Task to carry out - Give back the whole listing exactly as shown.

Exercise inputs -
━━━━━━━━━━━━━━━━

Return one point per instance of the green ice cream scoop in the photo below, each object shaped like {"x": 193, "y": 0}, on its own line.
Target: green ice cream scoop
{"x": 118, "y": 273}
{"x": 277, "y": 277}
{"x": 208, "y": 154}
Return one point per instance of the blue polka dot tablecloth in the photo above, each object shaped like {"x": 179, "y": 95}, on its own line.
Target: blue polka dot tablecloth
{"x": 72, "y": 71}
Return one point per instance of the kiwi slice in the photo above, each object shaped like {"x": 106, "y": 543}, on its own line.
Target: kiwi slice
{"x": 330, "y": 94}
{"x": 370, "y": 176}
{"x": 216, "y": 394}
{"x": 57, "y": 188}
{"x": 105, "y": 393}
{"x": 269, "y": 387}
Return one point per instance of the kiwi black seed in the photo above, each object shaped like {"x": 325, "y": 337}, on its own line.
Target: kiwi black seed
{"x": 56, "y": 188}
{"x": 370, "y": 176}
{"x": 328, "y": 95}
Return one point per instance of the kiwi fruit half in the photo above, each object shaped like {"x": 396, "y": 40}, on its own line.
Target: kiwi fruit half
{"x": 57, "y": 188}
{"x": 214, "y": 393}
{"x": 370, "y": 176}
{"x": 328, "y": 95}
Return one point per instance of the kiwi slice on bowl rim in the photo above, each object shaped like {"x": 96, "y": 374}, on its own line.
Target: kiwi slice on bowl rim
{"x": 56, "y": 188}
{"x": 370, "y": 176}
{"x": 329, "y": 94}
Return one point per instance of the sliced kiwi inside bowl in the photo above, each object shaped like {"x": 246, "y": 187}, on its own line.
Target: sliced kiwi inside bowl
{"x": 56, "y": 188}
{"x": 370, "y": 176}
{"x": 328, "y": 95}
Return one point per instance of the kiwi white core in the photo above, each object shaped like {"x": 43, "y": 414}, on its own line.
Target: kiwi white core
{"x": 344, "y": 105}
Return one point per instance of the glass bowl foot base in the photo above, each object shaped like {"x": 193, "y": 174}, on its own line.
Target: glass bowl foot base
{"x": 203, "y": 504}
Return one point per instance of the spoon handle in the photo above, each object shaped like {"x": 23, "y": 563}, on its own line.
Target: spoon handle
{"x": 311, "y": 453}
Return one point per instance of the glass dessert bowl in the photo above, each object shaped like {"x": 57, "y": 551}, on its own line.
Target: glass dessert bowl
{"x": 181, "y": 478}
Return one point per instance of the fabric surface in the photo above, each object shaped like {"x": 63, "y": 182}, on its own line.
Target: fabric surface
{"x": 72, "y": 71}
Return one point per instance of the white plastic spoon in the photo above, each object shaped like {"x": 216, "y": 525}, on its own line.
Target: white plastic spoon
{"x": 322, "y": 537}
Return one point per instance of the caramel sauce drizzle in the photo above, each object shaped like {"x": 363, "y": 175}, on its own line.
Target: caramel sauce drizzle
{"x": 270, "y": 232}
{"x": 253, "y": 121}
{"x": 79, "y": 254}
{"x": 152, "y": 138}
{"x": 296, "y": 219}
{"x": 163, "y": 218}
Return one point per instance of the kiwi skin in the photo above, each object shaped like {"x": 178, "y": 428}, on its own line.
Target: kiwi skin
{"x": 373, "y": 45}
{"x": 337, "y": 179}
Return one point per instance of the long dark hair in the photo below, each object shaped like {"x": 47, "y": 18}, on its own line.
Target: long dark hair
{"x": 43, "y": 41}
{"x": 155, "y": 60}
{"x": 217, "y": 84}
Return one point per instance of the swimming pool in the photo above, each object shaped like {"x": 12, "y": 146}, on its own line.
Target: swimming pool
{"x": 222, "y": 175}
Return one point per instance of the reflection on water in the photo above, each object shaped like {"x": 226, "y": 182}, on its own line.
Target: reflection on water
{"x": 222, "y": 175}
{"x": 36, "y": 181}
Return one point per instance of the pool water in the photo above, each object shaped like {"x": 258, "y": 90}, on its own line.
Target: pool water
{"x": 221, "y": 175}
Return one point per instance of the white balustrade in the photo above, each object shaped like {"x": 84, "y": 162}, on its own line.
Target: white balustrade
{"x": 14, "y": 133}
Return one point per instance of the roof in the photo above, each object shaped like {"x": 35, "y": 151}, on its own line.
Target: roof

━━━━━━━━━━━━━━━━

Solution -
Return one point per instance of the green ice cream scoop in the photo below, each object shaped like {"x": 193, "y": 0}, on its own line.
Target: green ice cream scoop
{"x": 118, "y": 273}
{"x": 277, "y": 277}
{"x": 208, "y": 154}
Return one point per instance of the blue polka dot tablecloth in the photo above, each object shaped like {"x": 179, "y": 95}, on its own line.
Target: blue polka dot tablecloth
{"x": 72, "y": 71}
Return one point per instance of the kiwi slice in the photo above, each object shaped like {"x": 106, "y": 543}, on its own line.
Target: kiwi slice
{"x": 330, "y": 94}
{"x": 370, "y": 176}
{"x": 216, "y": 394}
{"x": 57, "y": 188}
{"x": 105, "y": 393}
{"x": 269, "y": 387}
Return one point per instance of the kiwi black seed in the photo above, each object shaped like {"x": 325, "y": 337}, on its own line.
Target: kiwi black seed
{"x": 56, "y": 188}
{"x": 370, "y": 176}
{"x": 328, "y": 95}
Return one point per instance of the kiwi fruit half in the photo above, each object shaped like {"x": 396, "y": 40}, on its own line.
Target: kiwi fruit half
{"x": 57, "y": 188}
{"x": 214, "y": 393}
{"x": 370, "y": 176}
{"x": 328, "y": 95}
Return one point per instance of the kiwi slice on bowl rim in the photo above, each object shaped like {"x": 96, "y": 374}, on its own line.
Target: kiwi slice on bowl rim
{"x": 56, "y": 188}
{"x": 370, "y": 176}
{"x": 329, "y": 94}
Return one point per instance of the sliced kiwi inside bowl in the photo above, each object shaped like {"x": 246, "y": 187}, on its own line.
Target: sliced kiwi inside bowl
{"x": 56, "y": 188}
{"x": 370, "y": 176}
{"x": 328, "y": 95}
Return one point per instance of the kiwi white core in the photo above, each object shaped like {"x": 43, "y": 414}, on its own line.
Target: kiwi white core
{"x": 344, "y": 105}
Return one point per instance of the glass bowl foot base in the photo above, each object shaped like {"x": 193, "y": 174}, on its own line.
Target: glass bowl foot base
{"x": 203, "y": 504}
Return one point per instance of the spoon handle in the photo above, each object shaped like {"x": 23, "y": 563}, on its own line.
Target: spoon handle
{"x": 311, "y": 453}
Return one point per instance of the glass dessert bowl in the photo above, each object shaped like {"x": 57, "y": 551}, on its own line.
Target: glass dessert bowl
{"x": 181, "y": 478}
Return one point per instance of the fabric surface in the photo above, each object shaped like {"x": 63, "y": 182}, on its own line.
Target: fabric surface
{"x": 72, "y": 71}
Return one point per instance of the white plastic spoon in the photo above, each object shaped like {"x": 216, "y": 525}, on its own line.
Target: white plastic spoon
{"x": 322, "y": 537}
Return one point per instance of the caramel sauce drizzle in the photo above, each object shaped like {"x": 363, "y": 175}, on its own line.
Target: caramel sauce drizzle
{"x": 270, "y": 232}
{"x": 253, "y": 121}
{"x": 79, "y": 254}
{"x": 152, "y": 138}
{"x": 296, "y": 219}
{"x": 163, "y": 218}
Return one point per instance of the kiwi skin in the photo above, each object shaped like {"x": 178, "y": 428}, on its own line.
Target: kiwi skin
{"x": 373, "y": 45}
{"x": 337, "y": 179}
Return one point per instance of the long dark hair in the photo below, each object shaped like {"x": 47, "y": 18}, on its own line.
Target: long dark hair
{"x": 43, "y": 41}
{"x": 155, "y": 60}
{"x": 217, "y": 84}
Return one point per instance of the swimming pool in the photo above, each object shaped like {"x": 12, "y": 146}, on its own line.
Target: swimming pool
{"x": 222, "y": 175}
Return one point per instance of the reflection on water in the photo above, each object shaped like {"x": 226, "y": 182}, on its own line.
Target: reflection on water
{"x": 222, "y": 175}
{"x": 36, "y": 181}
Return one point per instance of the pool water in the photo above, each object shaped like {"x": 258, "y": 90}, on its own line.
Target: pool water
{"x": 221, "y": 175}
Return one point per instance of the white balustrade in the photo above, each object shaped like {"x": 84, "y": 162}, on its own line.
Target: white balustrade
{"x": 14, "y": 133}
Return one point per instance of the roof in the photo above, each object shaped like {"x": 35, "y": 151}, on its own line.
Target: roof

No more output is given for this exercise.